- **Instruction**
Can you reproduce, character for character, the stretch of the data that opens with the line containing "basket. Report pixel corners as JSON arrays." and closes with the line containing "[[122, 75, 140, 97]]", both of those lines included?

--- BEGIN Provided information ---

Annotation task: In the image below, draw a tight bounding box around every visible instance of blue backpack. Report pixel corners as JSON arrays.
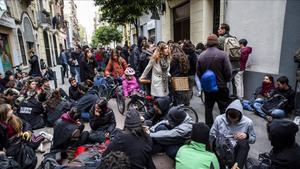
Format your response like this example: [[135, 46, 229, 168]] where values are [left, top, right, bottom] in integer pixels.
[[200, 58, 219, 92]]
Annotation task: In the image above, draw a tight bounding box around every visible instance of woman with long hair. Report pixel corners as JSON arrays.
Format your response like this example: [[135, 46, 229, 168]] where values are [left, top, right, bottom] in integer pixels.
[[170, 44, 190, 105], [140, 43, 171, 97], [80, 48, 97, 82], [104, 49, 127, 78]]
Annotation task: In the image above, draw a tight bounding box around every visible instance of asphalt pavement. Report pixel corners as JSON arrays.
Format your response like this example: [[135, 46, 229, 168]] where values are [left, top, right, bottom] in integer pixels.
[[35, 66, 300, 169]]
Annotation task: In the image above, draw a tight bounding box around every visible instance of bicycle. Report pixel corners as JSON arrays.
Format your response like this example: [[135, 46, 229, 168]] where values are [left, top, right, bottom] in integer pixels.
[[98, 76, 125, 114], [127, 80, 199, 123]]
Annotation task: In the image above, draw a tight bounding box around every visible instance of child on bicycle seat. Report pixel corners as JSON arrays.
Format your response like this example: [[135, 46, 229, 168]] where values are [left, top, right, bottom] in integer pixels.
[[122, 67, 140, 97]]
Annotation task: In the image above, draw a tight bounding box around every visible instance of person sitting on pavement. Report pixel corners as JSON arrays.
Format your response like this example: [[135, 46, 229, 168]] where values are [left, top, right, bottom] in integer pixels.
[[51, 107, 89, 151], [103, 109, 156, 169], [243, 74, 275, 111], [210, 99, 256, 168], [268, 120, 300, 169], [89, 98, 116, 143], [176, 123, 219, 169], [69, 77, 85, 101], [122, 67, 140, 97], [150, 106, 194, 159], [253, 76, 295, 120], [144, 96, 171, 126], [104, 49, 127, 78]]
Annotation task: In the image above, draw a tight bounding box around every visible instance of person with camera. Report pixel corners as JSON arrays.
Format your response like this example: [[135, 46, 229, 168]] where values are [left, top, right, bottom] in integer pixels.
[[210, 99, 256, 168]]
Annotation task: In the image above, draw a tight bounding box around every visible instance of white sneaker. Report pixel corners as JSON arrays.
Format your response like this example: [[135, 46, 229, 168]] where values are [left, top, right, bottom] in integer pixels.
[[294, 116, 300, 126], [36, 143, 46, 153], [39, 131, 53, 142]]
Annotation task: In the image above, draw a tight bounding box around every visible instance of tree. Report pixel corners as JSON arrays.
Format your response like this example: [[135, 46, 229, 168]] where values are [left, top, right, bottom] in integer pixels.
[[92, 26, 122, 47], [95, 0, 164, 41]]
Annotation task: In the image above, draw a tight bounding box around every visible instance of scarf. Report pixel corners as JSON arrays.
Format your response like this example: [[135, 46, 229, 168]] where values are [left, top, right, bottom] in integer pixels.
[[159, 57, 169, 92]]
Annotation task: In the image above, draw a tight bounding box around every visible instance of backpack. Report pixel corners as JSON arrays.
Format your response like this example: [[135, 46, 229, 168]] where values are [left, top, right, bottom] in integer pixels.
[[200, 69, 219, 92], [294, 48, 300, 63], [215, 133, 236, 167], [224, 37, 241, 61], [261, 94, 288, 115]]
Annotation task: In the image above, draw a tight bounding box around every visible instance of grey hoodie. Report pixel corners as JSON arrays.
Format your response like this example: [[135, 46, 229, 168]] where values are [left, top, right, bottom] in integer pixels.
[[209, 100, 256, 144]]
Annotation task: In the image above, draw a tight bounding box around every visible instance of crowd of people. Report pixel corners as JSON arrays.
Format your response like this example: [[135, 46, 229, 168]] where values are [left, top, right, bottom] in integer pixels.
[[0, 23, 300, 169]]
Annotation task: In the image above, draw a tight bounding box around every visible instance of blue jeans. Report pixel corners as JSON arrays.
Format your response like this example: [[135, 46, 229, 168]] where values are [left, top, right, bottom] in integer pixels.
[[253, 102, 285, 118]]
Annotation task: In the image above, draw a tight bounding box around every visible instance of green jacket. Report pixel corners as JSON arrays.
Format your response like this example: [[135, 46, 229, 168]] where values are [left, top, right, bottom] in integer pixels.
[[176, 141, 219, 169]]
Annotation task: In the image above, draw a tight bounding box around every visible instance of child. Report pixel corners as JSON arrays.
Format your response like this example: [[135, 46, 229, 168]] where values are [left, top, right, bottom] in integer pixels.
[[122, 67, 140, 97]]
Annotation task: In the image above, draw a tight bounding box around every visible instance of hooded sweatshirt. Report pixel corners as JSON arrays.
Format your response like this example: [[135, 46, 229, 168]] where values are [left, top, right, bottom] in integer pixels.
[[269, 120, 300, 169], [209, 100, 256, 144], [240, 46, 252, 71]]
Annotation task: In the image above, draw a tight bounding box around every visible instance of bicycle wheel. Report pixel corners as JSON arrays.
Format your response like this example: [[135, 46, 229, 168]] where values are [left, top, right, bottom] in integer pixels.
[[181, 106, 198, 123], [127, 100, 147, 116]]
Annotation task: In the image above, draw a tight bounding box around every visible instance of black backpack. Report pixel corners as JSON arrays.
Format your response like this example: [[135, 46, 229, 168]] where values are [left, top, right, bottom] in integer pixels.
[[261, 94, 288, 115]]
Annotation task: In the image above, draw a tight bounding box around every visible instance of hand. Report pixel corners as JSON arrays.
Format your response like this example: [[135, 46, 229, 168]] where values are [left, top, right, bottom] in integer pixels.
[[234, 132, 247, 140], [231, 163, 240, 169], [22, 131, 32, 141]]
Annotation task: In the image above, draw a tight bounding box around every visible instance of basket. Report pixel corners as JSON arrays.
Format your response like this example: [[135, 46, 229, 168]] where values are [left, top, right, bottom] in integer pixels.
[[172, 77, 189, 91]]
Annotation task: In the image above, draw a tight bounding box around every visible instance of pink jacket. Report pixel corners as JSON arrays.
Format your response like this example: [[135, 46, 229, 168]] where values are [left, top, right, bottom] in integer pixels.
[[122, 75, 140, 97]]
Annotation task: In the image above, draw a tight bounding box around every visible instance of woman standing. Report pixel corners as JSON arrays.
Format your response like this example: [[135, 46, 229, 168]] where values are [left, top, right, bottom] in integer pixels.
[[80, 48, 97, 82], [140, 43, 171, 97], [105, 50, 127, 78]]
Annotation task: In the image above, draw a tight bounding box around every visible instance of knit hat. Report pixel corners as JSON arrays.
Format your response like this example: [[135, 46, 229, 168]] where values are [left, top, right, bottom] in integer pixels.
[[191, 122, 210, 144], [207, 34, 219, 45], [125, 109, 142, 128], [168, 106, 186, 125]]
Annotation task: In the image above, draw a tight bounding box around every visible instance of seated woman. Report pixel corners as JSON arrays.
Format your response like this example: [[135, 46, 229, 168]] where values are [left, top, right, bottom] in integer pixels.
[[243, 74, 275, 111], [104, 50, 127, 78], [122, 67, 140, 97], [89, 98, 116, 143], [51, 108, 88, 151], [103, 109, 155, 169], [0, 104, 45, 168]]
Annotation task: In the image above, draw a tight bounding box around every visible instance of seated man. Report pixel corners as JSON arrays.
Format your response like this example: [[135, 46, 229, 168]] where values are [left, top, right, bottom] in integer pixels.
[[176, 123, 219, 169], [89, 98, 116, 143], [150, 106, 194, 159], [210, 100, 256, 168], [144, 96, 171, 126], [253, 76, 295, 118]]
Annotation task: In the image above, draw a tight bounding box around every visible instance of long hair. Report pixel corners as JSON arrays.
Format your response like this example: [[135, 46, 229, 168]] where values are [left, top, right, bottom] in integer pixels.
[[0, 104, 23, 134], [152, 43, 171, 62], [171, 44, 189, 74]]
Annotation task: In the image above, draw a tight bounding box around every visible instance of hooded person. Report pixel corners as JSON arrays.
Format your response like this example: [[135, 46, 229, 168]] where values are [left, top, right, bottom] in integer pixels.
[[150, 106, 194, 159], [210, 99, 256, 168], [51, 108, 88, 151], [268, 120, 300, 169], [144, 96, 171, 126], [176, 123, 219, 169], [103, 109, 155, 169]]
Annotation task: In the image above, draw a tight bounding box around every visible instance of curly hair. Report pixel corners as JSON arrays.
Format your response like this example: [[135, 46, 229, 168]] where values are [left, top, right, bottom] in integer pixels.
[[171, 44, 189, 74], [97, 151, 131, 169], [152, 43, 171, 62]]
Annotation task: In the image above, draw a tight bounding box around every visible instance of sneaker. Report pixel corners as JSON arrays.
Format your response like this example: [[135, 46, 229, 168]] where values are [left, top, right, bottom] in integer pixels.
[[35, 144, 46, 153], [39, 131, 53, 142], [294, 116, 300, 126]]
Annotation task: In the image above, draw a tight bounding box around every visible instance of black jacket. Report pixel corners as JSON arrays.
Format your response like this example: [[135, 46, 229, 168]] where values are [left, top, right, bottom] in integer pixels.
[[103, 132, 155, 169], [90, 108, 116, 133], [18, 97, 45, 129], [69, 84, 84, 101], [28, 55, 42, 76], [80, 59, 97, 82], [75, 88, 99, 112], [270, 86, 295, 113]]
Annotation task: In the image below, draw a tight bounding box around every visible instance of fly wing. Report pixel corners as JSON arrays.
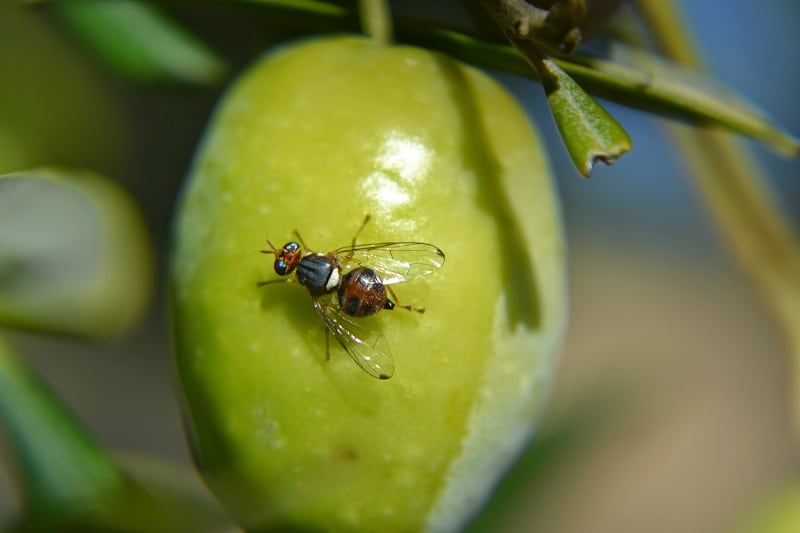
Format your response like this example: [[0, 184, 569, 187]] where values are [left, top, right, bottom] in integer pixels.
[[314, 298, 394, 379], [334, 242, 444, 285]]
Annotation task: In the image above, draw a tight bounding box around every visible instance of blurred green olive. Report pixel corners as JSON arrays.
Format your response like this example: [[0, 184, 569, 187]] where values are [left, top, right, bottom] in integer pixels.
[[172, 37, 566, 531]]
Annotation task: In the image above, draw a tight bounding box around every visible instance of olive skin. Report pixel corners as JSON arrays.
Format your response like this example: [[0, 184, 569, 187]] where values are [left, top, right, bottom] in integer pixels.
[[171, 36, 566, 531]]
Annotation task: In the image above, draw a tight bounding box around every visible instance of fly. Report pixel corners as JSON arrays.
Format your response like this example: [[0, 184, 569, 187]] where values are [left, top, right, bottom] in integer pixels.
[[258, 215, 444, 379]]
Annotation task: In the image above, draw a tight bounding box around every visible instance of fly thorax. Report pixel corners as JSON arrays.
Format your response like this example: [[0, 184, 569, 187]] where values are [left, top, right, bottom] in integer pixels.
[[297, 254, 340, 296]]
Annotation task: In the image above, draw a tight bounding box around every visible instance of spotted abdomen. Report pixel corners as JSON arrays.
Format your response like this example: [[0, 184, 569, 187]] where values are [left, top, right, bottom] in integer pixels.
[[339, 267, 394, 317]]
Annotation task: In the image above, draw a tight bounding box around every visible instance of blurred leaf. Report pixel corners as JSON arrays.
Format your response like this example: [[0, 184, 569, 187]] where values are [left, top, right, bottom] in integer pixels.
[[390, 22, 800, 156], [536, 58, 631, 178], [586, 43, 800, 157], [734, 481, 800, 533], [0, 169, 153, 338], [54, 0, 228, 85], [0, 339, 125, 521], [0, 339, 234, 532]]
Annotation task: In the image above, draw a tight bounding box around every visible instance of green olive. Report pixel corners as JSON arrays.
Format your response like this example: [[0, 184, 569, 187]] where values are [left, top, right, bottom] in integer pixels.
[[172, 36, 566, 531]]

--- END Provided information ---
--- BEGIN Provided information ---

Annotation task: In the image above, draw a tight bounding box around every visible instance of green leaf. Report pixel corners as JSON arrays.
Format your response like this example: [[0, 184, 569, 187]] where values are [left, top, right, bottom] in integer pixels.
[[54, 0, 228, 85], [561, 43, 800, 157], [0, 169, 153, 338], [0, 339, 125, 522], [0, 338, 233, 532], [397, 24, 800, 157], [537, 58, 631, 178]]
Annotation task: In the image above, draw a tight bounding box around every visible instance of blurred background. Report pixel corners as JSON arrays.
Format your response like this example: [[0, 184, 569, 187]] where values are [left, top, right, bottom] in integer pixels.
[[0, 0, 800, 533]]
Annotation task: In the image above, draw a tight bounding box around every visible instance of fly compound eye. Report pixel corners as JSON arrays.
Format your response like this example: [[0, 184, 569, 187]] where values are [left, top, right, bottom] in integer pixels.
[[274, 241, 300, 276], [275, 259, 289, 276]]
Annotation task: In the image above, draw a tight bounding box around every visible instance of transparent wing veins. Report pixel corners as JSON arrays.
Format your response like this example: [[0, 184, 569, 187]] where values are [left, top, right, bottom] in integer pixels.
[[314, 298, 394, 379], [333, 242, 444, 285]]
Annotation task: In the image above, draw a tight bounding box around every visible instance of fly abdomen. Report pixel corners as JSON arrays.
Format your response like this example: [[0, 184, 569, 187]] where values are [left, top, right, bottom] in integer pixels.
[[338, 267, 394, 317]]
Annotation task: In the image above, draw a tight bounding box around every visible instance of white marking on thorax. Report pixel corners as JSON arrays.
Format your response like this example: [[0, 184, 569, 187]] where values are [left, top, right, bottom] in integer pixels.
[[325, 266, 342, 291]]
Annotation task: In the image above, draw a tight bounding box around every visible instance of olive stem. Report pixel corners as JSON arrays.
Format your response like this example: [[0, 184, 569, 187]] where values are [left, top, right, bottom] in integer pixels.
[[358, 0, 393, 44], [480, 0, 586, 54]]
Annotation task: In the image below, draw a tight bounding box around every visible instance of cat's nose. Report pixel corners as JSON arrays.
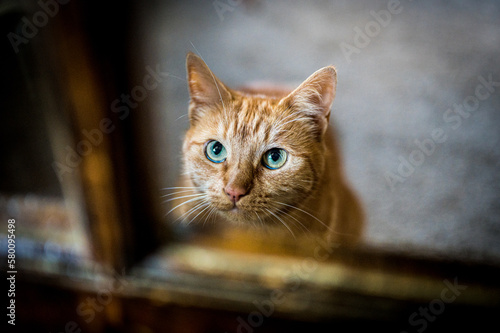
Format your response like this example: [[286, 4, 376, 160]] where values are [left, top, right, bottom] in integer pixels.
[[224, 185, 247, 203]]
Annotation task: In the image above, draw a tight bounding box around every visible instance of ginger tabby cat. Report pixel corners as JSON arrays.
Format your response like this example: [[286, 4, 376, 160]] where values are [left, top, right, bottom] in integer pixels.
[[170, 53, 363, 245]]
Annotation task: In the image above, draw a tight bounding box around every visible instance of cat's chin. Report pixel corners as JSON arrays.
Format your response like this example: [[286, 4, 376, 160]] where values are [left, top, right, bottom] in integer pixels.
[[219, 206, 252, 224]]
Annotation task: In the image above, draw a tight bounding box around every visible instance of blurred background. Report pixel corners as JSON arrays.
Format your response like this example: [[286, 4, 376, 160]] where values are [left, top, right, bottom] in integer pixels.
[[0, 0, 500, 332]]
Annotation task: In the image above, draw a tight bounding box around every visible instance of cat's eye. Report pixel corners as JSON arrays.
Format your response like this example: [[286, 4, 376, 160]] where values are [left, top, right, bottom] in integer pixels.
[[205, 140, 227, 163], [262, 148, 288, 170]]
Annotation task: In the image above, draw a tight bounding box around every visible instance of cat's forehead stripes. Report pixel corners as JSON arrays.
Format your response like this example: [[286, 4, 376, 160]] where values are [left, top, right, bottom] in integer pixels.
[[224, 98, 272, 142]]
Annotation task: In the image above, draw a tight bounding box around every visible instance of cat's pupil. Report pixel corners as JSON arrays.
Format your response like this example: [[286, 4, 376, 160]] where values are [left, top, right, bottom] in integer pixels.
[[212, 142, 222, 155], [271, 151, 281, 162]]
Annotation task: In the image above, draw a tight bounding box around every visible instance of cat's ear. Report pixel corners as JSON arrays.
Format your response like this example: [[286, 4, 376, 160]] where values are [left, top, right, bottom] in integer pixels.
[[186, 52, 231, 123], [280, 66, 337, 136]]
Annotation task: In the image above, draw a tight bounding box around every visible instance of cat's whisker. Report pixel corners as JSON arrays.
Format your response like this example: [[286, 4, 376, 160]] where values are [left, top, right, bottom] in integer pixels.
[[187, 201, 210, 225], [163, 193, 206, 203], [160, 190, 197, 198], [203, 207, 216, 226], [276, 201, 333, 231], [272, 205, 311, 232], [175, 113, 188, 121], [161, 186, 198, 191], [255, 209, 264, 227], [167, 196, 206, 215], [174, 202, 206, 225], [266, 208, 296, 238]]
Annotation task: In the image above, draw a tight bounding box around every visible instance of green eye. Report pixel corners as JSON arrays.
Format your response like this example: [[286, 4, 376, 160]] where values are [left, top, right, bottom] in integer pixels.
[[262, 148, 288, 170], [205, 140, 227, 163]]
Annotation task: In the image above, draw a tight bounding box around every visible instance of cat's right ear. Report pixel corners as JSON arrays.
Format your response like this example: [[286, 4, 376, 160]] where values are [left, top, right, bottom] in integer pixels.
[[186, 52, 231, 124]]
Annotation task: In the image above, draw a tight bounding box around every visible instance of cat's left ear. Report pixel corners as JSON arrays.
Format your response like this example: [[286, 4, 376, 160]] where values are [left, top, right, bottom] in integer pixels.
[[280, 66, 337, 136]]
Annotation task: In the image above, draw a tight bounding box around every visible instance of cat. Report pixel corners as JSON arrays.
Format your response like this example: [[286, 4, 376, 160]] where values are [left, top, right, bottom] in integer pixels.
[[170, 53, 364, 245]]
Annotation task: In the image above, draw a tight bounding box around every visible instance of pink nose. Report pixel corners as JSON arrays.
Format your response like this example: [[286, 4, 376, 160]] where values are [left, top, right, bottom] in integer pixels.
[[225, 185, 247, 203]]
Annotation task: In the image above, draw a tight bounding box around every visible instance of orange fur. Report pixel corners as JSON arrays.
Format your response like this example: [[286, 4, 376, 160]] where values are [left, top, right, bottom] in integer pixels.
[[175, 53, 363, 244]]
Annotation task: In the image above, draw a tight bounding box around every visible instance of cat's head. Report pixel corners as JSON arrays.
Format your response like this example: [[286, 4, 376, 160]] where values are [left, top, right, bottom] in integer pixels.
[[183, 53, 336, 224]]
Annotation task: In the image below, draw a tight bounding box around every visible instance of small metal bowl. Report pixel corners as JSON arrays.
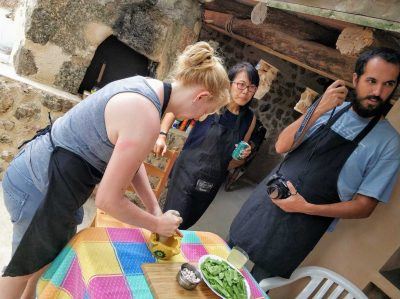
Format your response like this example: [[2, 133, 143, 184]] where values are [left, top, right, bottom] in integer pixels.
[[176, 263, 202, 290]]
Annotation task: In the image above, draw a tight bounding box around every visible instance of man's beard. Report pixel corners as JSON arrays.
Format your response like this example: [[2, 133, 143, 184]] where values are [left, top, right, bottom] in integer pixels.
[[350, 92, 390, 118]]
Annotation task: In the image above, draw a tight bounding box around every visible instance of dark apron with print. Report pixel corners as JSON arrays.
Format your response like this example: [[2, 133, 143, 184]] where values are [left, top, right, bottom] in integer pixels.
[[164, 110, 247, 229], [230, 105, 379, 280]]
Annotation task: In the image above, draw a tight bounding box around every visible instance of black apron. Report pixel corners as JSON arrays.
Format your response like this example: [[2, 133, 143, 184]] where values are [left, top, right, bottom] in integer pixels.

--- END Provided information ---

- **Answer to this exercise**
Annotation task: In the image above, draw a tight bounding box around every visible instance of basket. Report pixel corners as JSON arrays.
Format your response like this example: [[135, 46, 229, 168]] where values are [left, top, right, bottom] in integer pixels.
[[172, 77, 189, 91]]
Annotation task: In the image above, draw a tight bounding box around every visible instance of pink jacket. Report pixel corners as JSON arrays.
Format your response like this example: [[135, 46, 229, 168]] where values are [left, top, right, bottom] in integer pixels.
[[122, 75, 140, 97]]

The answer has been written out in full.